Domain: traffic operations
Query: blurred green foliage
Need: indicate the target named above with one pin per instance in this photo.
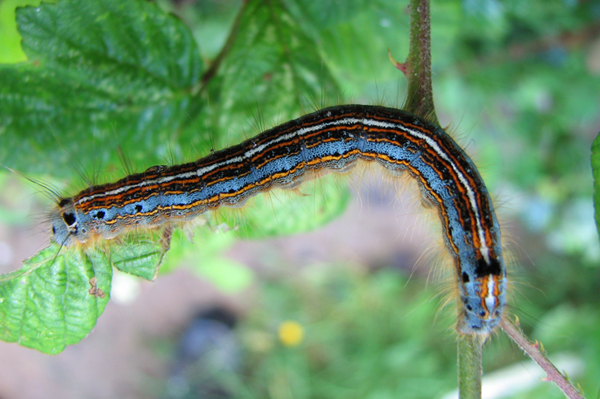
(519, 79)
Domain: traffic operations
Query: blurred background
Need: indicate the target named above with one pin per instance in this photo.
(354, 308)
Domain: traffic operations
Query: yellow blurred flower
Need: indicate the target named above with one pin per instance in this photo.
(290, 333)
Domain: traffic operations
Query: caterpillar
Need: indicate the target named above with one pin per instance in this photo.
(330, 139)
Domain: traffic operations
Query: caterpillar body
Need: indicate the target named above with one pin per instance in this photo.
(331, 139)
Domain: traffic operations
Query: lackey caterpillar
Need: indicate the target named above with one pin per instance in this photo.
(331, 139)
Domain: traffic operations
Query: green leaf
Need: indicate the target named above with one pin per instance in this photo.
(596, 172)
(55, 298)
(117, 75)
(126, 76)
(139, 254)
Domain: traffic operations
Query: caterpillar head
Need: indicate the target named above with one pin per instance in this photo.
(66, 227)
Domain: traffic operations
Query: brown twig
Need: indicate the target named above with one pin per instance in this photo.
(536, 352)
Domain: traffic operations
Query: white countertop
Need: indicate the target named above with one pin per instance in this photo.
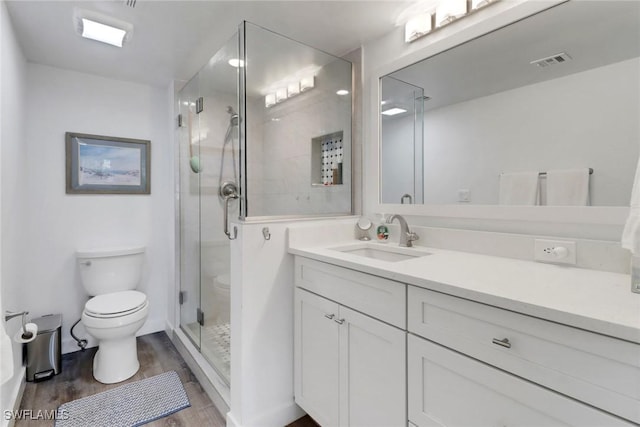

[What you will do]:
Render every line of the records above as a Markdown table with the columns Row and Text, where Row holds the row number and Text holds the line, omitting blank lines. Leave the pictures out of the table.

[Exercise output]:
| Row | Text |
|---|---|
| 1 | Domain: traffic operations |
| 2 | Query: blurred green foliage |
| 3 | Need: indicate the target named above with one pin per instance in this photo. |
| 4 | (519, 79) |
| 5 | Domain: traffic operations |
| 6 | Query: blurred background |
| 7 | Need: indicate the target named above with one pin per instance in this photo. |
| 8 | (354, 308) |
| 9 | Domain: traffic operations |
| 10 | Query: yellow blurred flower |
| 11 | Need: indicate the target named above with one pin per instance in this photo. |
| 12 | (290, 333) |
| 13 | Domain: traffic operations |
| 14 | Query: caterpillar |
| 15 | Need: indicate the target named above with one pin per instance in this photo. |
| 16 | (330, 139) |
| 17 | Domain: traffic operations |
| 18 | Query: caterpillar body |
| 19 | Need: indicate the target named above with one pin per instance in this photo. |
| 20 | (331, 139) |
| 21 | Domain: traffic operations |
| 22 | Query: lackey caterpillar |
| 23 | Need: indicate the target named above with one pin per instance in this photo. |
| 24 | (331, 139) |
| 25 | Domain: traffic operations |
| 26 | Query: green leaf |
| 27 | Need: indicate the target named above with one pin per instance in this photo. |
| 28 | (596, 172) |
| 29 | (55, 298) |
| 30 | (117, 75) |
| 31 | (126, 76) |
| 32 | (139, 254) |
| 33 | Domain: traffic operations |
| 34 | Query: caterpillar head |
| 35 | Need: indicate the target named above with one pin per instance in this photo. |
| 36 | (66, 227) |
| 37 | Domain: traffic operations |
| 38 | Query: brown twig |
| 39 | Need: indicate the target named above with one pin per instance in this photo. |
| 40 | (536, 352) |
| 41 | Domain: traffic operations |
| 42 | Query: white countertop |
| 43 | Need: indicate the target named above with one pin per instance in this photo. |